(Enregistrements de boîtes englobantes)
*****
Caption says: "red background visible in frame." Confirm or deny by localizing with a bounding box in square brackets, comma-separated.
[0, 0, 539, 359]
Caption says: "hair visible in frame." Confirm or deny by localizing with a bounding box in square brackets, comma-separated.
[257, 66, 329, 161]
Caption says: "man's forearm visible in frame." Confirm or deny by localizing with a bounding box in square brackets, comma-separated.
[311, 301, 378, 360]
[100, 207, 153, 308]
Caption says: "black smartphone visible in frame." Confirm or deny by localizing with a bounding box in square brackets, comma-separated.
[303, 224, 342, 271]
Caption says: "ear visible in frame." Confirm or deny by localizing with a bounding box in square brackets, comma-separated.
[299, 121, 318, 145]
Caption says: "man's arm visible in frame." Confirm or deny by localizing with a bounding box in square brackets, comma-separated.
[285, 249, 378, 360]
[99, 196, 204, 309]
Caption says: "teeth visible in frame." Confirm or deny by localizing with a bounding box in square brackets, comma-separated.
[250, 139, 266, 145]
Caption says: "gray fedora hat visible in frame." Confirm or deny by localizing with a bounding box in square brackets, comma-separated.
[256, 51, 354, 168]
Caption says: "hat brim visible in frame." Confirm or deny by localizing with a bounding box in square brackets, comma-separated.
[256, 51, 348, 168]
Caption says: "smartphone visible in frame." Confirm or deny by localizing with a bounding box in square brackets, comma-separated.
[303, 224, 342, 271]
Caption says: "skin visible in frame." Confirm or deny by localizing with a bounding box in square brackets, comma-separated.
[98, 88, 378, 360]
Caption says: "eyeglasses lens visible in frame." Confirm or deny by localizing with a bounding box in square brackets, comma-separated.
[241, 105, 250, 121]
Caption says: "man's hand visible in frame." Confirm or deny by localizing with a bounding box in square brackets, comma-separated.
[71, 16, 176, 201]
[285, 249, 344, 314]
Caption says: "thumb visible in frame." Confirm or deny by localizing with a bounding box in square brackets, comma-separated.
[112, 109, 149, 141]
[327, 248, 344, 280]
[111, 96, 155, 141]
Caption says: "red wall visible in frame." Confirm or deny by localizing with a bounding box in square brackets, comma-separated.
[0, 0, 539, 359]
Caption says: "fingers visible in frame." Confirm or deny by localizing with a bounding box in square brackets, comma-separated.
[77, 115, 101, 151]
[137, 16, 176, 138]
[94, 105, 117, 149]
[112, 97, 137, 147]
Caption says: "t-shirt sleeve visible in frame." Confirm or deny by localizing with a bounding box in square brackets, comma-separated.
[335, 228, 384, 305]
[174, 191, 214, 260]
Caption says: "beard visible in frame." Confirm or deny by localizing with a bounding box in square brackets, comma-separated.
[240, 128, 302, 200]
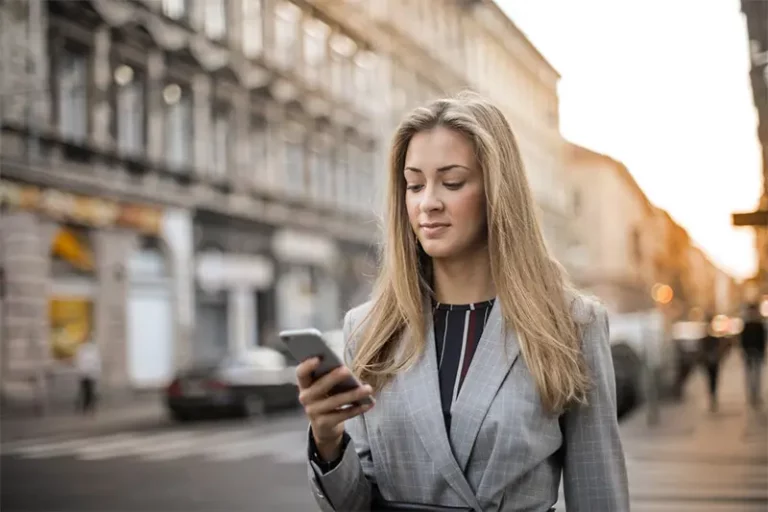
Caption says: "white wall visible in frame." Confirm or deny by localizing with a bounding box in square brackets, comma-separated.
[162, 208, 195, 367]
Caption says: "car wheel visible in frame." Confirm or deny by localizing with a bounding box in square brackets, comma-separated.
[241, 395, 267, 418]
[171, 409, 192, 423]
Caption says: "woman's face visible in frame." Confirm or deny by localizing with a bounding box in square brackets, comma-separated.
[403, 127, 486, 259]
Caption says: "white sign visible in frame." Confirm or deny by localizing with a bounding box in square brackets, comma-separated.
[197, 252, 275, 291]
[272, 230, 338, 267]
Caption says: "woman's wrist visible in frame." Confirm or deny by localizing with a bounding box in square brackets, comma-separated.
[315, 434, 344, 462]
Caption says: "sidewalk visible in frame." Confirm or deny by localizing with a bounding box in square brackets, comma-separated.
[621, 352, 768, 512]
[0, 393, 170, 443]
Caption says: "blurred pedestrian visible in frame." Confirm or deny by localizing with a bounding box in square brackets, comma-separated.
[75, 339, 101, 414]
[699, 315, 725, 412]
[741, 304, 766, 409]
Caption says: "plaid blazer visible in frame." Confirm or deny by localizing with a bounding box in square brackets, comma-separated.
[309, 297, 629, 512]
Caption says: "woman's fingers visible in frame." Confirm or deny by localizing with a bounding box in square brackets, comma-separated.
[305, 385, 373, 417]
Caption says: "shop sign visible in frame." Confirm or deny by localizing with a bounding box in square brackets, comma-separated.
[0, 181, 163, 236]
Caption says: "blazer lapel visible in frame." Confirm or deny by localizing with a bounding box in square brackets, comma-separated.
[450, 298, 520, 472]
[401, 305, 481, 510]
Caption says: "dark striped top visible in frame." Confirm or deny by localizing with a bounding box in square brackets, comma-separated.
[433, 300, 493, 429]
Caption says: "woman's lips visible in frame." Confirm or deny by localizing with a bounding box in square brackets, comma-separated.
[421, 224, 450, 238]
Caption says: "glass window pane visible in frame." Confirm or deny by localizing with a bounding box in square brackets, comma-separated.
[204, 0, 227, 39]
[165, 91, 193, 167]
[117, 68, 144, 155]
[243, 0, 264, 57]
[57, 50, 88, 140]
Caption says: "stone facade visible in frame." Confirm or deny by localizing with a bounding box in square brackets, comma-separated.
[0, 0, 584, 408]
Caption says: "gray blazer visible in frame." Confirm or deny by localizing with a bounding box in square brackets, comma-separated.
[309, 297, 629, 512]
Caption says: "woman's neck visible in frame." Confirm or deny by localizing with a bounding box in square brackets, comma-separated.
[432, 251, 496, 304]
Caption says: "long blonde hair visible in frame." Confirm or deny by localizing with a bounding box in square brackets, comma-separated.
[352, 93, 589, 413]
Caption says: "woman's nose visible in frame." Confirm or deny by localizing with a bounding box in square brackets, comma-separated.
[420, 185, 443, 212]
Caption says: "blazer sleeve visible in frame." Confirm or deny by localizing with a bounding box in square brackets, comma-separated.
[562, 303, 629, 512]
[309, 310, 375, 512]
*****
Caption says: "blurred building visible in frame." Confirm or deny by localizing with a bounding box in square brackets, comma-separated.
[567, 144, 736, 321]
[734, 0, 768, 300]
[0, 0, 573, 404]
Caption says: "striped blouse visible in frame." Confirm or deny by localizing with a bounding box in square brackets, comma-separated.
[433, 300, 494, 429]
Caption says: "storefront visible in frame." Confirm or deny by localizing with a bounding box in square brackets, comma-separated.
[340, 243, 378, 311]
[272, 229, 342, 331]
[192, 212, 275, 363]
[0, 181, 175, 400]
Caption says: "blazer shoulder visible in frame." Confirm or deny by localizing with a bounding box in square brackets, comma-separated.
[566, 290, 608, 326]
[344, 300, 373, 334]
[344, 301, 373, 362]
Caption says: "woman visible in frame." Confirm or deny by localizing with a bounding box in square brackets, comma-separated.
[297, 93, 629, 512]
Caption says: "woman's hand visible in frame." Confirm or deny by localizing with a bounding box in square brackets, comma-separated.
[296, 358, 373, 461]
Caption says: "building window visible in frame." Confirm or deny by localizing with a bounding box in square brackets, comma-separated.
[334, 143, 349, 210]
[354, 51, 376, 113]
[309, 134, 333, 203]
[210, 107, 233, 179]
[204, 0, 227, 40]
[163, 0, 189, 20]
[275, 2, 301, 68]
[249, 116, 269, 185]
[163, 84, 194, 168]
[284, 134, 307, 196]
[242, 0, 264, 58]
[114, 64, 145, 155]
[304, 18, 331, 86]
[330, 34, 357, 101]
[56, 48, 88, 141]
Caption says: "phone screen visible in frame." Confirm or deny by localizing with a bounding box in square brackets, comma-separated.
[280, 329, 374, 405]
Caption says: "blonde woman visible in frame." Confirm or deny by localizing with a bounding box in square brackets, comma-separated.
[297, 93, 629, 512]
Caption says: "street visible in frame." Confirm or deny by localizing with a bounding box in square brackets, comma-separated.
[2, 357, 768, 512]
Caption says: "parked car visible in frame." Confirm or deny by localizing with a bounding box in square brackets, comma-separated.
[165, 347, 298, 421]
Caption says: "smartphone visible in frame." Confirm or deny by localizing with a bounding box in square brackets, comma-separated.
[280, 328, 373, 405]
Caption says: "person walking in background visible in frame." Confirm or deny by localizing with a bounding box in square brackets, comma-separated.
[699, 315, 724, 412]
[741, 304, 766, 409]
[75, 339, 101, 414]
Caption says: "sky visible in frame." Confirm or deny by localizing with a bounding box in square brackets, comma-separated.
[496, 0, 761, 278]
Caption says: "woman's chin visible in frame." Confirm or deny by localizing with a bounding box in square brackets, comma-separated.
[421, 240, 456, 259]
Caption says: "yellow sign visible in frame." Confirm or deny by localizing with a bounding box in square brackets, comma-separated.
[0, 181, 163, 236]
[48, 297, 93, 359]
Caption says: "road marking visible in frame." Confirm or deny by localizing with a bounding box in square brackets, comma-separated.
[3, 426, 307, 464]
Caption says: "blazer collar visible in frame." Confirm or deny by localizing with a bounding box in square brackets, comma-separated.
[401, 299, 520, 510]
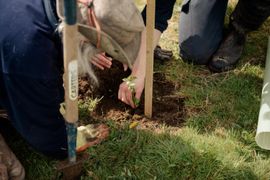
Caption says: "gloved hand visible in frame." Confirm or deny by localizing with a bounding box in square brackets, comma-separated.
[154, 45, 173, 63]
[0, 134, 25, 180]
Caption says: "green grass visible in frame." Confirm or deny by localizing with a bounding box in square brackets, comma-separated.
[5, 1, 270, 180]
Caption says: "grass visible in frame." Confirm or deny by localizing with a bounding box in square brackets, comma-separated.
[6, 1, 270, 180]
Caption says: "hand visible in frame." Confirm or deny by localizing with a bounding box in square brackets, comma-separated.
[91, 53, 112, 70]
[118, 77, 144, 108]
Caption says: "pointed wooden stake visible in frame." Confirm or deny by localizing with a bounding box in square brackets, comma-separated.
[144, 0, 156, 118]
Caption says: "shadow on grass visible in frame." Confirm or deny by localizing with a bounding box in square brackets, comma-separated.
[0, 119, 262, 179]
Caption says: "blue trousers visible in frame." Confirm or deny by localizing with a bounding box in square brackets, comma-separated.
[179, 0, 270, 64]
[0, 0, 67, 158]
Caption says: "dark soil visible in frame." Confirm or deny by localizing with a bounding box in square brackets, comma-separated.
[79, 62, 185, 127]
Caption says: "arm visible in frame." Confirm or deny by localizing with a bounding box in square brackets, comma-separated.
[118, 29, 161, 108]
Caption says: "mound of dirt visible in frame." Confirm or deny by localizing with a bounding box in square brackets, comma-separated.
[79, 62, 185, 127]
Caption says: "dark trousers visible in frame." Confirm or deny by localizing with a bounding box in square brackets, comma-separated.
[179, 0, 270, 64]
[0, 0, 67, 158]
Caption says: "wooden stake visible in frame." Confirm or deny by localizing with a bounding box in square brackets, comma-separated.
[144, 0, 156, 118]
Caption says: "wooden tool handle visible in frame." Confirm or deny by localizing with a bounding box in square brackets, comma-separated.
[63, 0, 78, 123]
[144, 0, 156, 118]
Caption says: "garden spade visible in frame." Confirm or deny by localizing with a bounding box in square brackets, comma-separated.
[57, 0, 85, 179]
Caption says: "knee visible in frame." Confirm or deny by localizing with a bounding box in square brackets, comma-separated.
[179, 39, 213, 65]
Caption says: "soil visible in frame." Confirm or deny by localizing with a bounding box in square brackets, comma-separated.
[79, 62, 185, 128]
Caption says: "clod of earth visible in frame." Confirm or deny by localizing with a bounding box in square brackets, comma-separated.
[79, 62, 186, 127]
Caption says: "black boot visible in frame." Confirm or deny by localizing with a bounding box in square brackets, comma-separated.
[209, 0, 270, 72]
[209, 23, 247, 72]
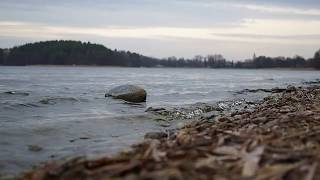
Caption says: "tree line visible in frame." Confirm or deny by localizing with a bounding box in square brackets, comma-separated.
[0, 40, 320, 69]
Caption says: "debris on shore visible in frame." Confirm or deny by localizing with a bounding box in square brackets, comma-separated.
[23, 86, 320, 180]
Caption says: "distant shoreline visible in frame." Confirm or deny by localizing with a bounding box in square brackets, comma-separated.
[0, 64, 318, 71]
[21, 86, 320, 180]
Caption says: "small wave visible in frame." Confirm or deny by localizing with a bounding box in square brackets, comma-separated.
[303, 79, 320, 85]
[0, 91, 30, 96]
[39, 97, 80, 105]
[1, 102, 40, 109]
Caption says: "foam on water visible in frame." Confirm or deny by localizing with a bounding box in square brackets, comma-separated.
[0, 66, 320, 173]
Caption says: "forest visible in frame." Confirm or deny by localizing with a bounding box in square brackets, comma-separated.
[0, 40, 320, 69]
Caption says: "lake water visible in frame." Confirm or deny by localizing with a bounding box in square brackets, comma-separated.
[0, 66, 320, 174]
*****
__Objectif__
Renvoyez sans aucune modification tout ce qui va de la ligne contenant « face visible in » jusqu'à la ligne contenant « [433, 300, 493, 429] », ces deux lignes comprises.

__Réponse__
Caption says: "woman's face visible in frame." Confirm or deny by localizing with a bounding box in square brackets, comma-separated.
[403, 127, 486, 259]
Caption says: "white sign visible in frame." Confirm or deny by localizing with a bounding box in square brackets, comma-separated.
[197, 252, 275, 291]
[272, 230, 338, 267]
Caption says: "woman's wrist visible in frame." Confirm or deny by localizing with a bounding box in square brackets, comma-separated.
[315, 434, 344, 462]
Caption says: "sidewalk visible in frame." Confirm or deny by localizing with a bounding box in square brackets, comma-separated.
[621, 352, 768, 512]
[0, 393, 170, 443]
Caption says: "blurred pedestrian visible in frame." Confirm or deny by localizing with a bounding box in square brackets, comma-separated.
[75, 339, 101, 414]
[699, 315, 725, 412]
[741, 304, 766, 409]
Caption says: "plaid blazer visible in frame." Confirm or deny by localizing with a bounding box in square brackets, comma-separated.
[309, 297, 629, 512]
Caption says: "woman's fingers visible in frame." Confirm or deny by localizing with a bounding box in square brackets, comma-separated.
[305, 385, 373, 417]
Caption says: "shop sign visible in frame." Confirm or deny by localizing with a bounding box in square brackets, comma-separated.
[0, 181, 163, 236]
Caption says: "blazer lapel visible in frame." Confirm or deny by localizing with a bounding box in square brackets, comma-separated.
[450, 298, 520, 472]
[401, 305, 481, 510]
Caption says: "dark striped top visible in frame." Confirm or deny by localizing with a bounding box in square brackets, comma-separated.
[433, 300, 493, 429]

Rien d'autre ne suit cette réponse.